## WRITTEN REQUEST 1
Reproduce the mailing list thread starting at "On Nov 22, 2010, at" and ending at "blast results concatenation.", swapping "newbie" for "beginner".

## DOCUMENT TEXT
[Bioperl-l] parse multi xml

Tue Nov 23 00:27:43 UTC 2010

On Nov 22, 2010, at 2:23 PM, Peter wrote:

> On Mon, Nov 22, 2010 at 8:01 PM, Jordi Durban <jordi.durban at gmail.com> wrote:
>> Hi all,
>> I'm a newbie in the list although I've been using bioperl for 2 years.
>> Now I have a problem with a XML file and I don't know how to parse it.
>> That file has 795 xml top tags (thta's is <?xml version="1.0">) because they
>> resulted from  Blast2go software the usage and I suppose the file is the
>> outcome of multiple blast results concatenation.
> 
> Such a file is NOT a valid XML file (but see below), you can't just
> concatenate XML files. I'm pretty sure people have posted scripts
> to fix such files on the blast2go mailing list.
> 
>> Well, I would like to split all 795 different xml chunks in 795 different
>> files in order to parse them looking for the best hit.
>> The problem appears using the blastxml parse
>> (*Bio::SearchIO::blastxml) *because
>> (and that's a personal opinion) there's another top tag not expected
>> and I get a error message once the first blast result was parsed.
>> How can I do that split function?
>> I hope I was clear
>> Thanks
> 
> Historically the NCBI standalone BLAST used to create these
> concatenated XML files when used on multiple queries. It has
> since been fixed, but perhaps BioPerl has code still in it to
> handle these legacy invalid XML files?

It does (last I looked).

> My suggestion (until a BioPerl guru speaks up) would be to
> split the file into chunks (in memory) by looking for the string
> <?xml version="1.0">, and parsing each chunk individually.
> Each chunk should be a valid XML file on its own.
> 
> Peter

Or, better yet, push the blast2go folks to create valid XML output or use an updated version of BLAST.  This bug was fixed about 3 years ago.

chris

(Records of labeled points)
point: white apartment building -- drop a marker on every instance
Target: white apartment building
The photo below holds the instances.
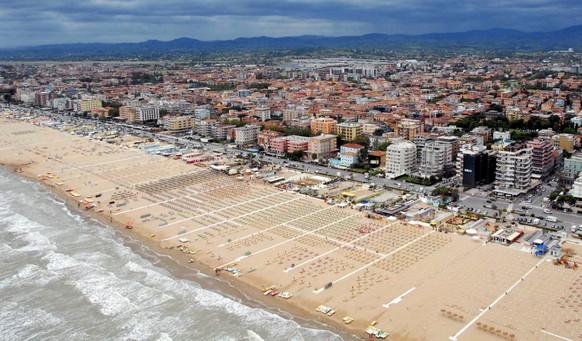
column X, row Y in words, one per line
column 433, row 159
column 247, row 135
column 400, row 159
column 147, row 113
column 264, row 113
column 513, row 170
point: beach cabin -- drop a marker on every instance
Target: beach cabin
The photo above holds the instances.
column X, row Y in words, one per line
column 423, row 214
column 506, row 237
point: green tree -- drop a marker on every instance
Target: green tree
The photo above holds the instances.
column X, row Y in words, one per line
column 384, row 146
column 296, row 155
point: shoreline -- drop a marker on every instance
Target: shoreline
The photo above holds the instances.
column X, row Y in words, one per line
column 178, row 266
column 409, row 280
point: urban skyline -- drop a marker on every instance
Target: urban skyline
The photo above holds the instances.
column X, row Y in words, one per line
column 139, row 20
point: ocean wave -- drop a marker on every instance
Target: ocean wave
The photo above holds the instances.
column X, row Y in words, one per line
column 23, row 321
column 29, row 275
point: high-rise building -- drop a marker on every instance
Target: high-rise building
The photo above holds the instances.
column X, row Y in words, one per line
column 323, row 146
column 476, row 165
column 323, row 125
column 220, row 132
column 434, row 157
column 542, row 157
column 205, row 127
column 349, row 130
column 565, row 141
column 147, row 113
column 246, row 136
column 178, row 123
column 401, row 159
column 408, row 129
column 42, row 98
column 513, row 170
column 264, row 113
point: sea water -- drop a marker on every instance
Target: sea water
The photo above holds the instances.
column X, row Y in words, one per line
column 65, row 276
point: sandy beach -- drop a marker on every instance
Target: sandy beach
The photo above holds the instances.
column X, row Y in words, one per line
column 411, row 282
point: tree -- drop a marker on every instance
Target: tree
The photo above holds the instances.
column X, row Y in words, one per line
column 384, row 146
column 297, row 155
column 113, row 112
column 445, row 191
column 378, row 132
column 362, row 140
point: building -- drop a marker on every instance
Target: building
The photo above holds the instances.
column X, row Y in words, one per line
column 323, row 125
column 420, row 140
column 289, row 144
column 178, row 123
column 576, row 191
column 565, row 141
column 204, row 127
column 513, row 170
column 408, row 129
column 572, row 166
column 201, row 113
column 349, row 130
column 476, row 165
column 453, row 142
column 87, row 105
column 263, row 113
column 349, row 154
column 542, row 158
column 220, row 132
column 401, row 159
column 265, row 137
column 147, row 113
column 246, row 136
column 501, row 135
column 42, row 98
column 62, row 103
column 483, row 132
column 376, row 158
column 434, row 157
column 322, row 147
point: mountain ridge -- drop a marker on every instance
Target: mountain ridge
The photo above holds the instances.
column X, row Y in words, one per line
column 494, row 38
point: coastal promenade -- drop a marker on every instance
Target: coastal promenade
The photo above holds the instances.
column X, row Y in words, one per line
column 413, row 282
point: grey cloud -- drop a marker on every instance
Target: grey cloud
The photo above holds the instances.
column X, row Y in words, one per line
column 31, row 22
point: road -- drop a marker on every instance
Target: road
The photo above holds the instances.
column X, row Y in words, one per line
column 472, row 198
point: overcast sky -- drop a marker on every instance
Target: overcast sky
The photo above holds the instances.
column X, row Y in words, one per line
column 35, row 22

## WRITTEN REQUEST 2
Write out the lines of the entries starting at the line that contains "point: tree -- drop" and ending at the line that contains "column 362, row 140", including both of those lines.

## WRITTEN REPLY 1
On Nov 22, 2010, at 2:23 PM, Peter wrote:

> On Mon, Nov 22, 2010 at 8:01 PM, Jordi Durban <jordi.durban at gmail.com> wrote:
>> Hi all,
>> I'm a beginner in the list although I've been using bioperl for 2 years.
>> Now I have a problem with a XML file and I don't know how to parse it.
>> That file has 795 xml top tags (thta's is <?xml version="1.0">) because they
>> resulted from  Blast2go software the usage and I suppose the file is the
>> outcome of multiple blast results concatenation.

## WRITTEN REPLY 2
point: tree -- drop a marker on every instance
Target: tree
The photo above holds the instances.
column X, row Y in words, one per line
column 384, row 146
column 297, row 155
column 113, row 112
column 445, row 191
column 378, row 132
column 362, row 140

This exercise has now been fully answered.